Exercise objective
Rewrite every line of the items below in full, leaving the wording as is. Multiply each point coordinate by 1.75 and round to a whole number, with halves rounded up, and leave the pictures out.

The data
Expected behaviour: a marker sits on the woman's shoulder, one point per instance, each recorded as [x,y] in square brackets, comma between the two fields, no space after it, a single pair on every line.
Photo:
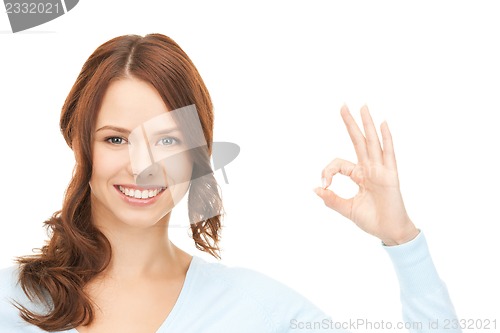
[257,292]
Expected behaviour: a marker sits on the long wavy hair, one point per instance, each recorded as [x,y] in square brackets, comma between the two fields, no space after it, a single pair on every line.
[77,251]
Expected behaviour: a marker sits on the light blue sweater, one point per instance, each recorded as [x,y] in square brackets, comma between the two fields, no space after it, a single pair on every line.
[220,299]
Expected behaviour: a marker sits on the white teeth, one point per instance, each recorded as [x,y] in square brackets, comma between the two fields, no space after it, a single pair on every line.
[138,194]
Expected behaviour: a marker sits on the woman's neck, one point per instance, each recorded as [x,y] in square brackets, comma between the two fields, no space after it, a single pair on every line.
[141,252]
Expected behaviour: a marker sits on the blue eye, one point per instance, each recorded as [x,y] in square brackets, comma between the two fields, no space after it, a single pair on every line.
[167,141]
[116,140]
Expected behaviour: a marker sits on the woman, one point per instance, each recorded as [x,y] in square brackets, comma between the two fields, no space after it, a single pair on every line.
[139,120]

Result for this task
Expected behaviour: a marker sits on the woman's shoulder, one point per instance, each recorded as [x,y] in square brackets, comma between the two fields, no space after it, a single pair on every line.
Photo:
[450,511]
Expected behaviour: a marker sits on the long wavy hair, one point per instance, each recorded as [x,y] in square brackets, comma between the two fields, no space after it, a single pair on every line.
[135,439]
Expected behaviour: a marker sits on the light blue sweater, one point per instance, each recorded as [x,y] in square brackets, comma between the two fields, no space after it, a single pair on every line.
[385,523]
Expected behaviour: a marker sits on the white teeth, one point per instance, each recorded as [x,y] in square brackets, comma between the two fields, no space after it, a single pair on every line.
[242,340]
Expected behaviour: a marker sits on the woman's neck, one point per instance, each recorded as [x,y] in square brackets, comma between the two fields, no space after it, a single pair on every line.
[247,441]
Expected behaviour: a marker sits on the blue eye, one point per instance, each recorded as [x,y] in square brackets, comma between the two fields, no space after it, a single pair on every line.
[292,247]
[203,245]
Expected behaviour: a marker sits on the woman, one point per instance, each recorded as [x,y] in square brackets, comma between the two fields, no space after it, a single pair on every line.
[243,210]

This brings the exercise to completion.